→ Supplied data:
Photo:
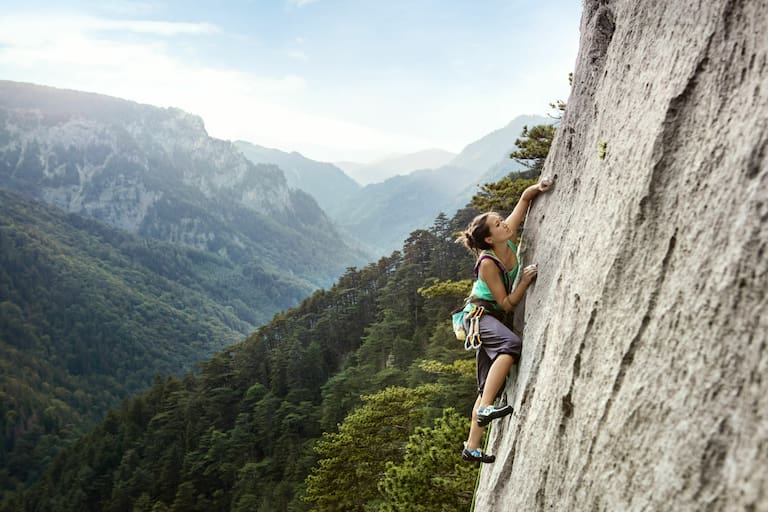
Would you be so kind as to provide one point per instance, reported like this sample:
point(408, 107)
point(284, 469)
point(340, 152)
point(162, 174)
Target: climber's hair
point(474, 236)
==
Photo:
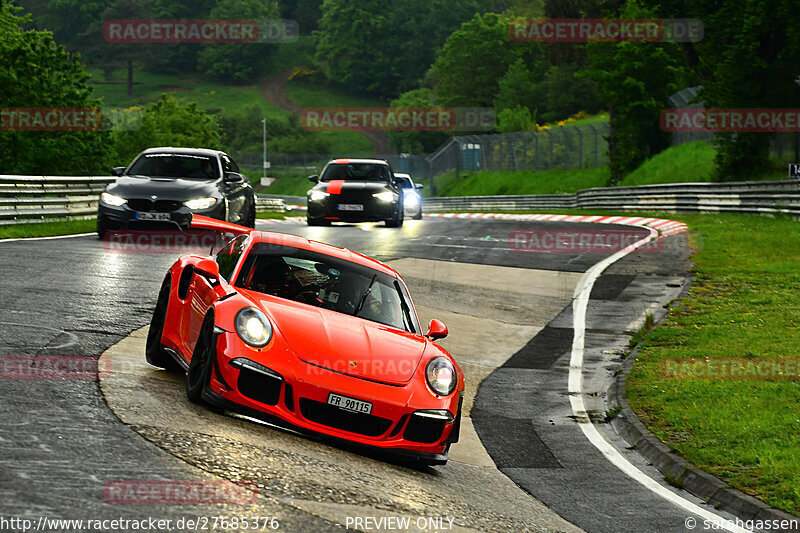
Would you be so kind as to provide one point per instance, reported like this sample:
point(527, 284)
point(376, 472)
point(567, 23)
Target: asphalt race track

→ Exercise description: Select every line of the entries above that contains the string "Target". Case counts.

→ Solution:
Target: climber's hair
Target: asphalt race track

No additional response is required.